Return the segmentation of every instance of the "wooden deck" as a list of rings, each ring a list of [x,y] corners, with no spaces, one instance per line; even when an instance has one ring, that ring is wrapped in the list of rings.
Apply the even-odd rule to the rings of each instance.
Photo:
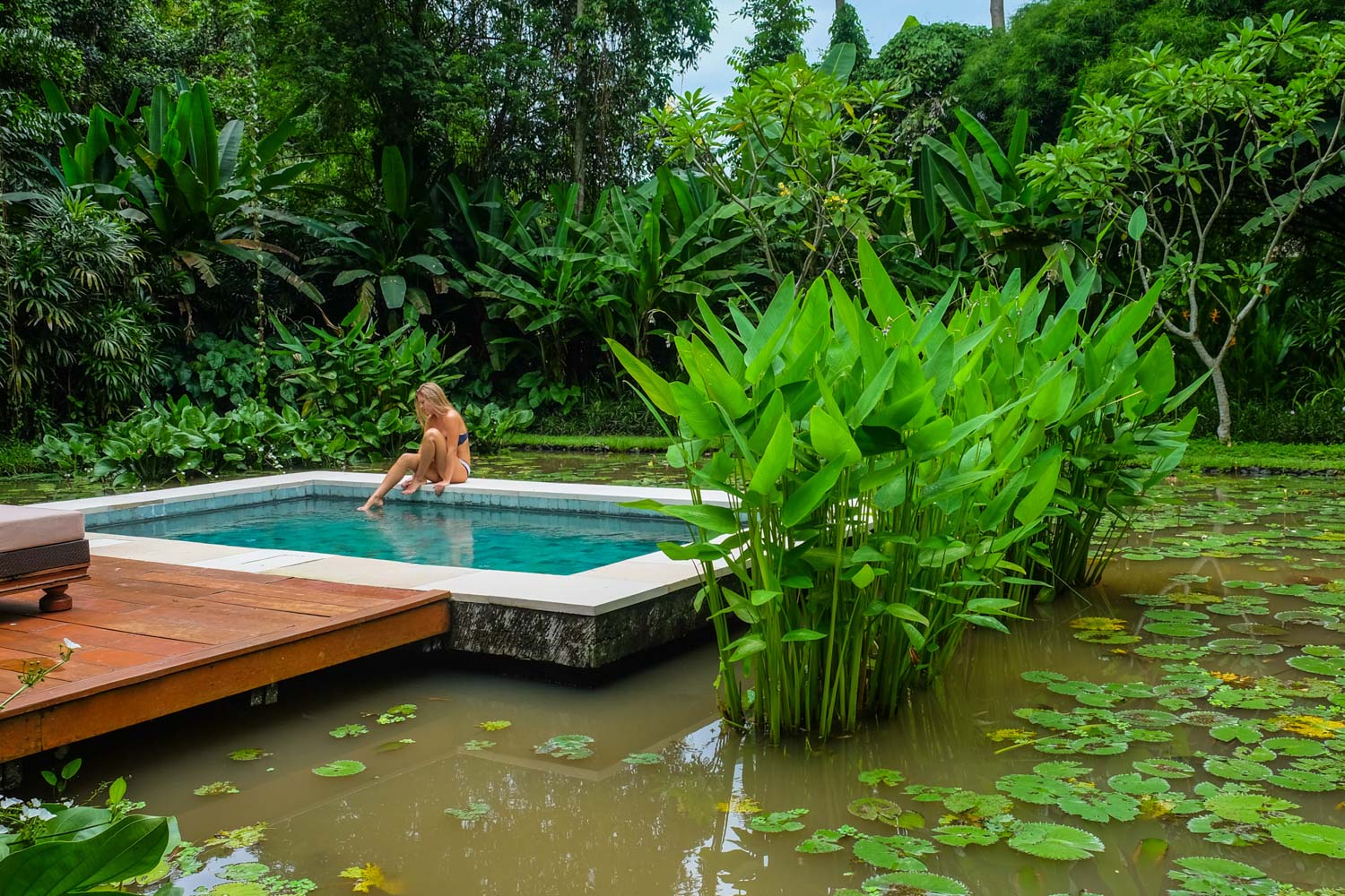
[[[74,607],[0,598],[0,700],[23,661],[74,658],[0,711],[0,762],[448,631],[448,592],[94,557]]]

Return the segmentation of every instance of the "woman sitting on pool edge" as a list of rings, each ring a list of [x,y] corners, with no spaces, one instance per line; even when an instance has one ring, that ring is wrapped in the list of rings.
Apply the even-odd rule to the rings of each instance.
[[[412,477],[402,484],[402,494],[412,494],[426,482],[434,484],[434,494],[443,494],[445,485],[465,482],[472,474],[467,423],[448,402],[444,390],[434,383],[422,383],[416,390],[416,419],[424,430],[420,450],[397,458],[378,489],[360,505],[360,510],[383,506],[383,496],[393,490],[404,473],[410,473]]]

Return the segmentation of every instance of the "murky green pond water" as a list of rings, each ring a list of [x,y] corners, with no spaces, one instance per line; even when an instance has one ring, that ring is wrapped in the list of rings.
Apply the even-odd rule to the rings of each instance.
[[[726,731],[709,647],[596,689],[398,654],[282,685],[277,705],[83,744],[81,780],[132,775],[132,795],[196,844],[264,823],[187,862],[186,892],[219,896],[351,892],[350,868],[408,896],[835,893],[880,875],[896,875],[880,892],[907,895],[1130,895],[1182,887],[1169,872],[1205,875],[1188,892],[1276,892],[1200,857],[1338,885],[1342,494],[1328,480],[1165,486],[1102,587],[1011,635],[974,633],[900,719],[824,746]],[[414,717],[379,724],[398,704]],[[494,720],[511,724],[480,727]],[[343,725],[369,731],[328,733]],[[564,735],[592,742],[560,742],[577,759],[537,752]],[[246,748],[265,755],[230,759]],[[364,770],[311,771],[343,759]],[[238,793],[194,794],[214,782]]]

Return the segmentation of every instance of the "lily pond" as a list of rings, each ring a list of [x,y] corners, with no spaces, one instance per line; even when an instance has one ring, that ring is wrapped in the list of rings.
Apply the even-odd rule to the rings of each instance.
________
Copy every entry above word for word, leaving out the pictures.

Return the segmentation of every instance of the "wooden deck" as a list of rings, each ring a list of [x,y] corners, with no spaces, one instance per line; even when an instance has one ring, that ring is wrapped in the list of rings.
Apply the even-odd rule to the rings of each instance.
Photo:
[[[74,607],[0,598],[0,700],[23,661],[74,658],[0,711],[0,762],[448,631],[448,592],[94,557]]]

Return the segmentation of every instance of the "woman sitting on pool edge" as a list of rings, each ring a list of [x,y] corners, with no spaces, one instance per line; even when an instance has one ring, that ring is wrapped in the list of rings.
Apply the even-odd rule to the rings of each instance.
[[[412,477],[402,484],[402,494],[412,494],[426,482],[434,484],[434,494],[443,494],[445,485],[465,482],[472,474],[467,423],[448,402],[444,390],[434,383],[422,383],[416,390],[416,419],[424,430],[420,450],[397,458],[378,489],[360,505],[360,510],[383,506],[383,496],[393,490],[404,473],[410,473]]]

Return the segmentation of every instance of the "murky green pond water" as a list of rings, each ring a list of [x,y] corners, with no spaces, one instance per line; even when an instance has one ring, that ring is wrapped in the list of rings.
Apply the even-odd rule to the rings of each instance.
[[[726,731],[709,647],[596,689],[398,654],[282,685],[277,705],[83,744],[81,780],[132,775],[132,795],[196,844],[264,823],[187,862],[186,892],[219,896],[351,892],[350,868],[408,896],[835,893],[880,875],[896,875],[880,892],[907,895],[1130,895],[1182,887],[1169,872],[1205,875],[1188,892],[1276,892],[1200,857],[1338,885],[1342,494],[1328,480],[1165,486],[1102,587],[1011,635],[974,633],[900,719],[824,746]],[[414,717],[379,724],[398,704]],[[494,720],[511,724],[480,727]],[[343,725],[369,731],[328,733]],[[564,735],[592,742],[560,742],[577,759],[537,752]],[[246,748],[265,755],[230,759]],[[364,770],[311,771],[343,759]],[[238,793],[194,794],[214,782]]]

Return the segmentation of every instance of the "lily pond" as a list of rings, each ring a list of [x,y] corners, with no spaces, one instance per line; even when an instance has one ring, that ring is wrapped in the list of rings.
Apply the even-odd rule to the rings of each instance.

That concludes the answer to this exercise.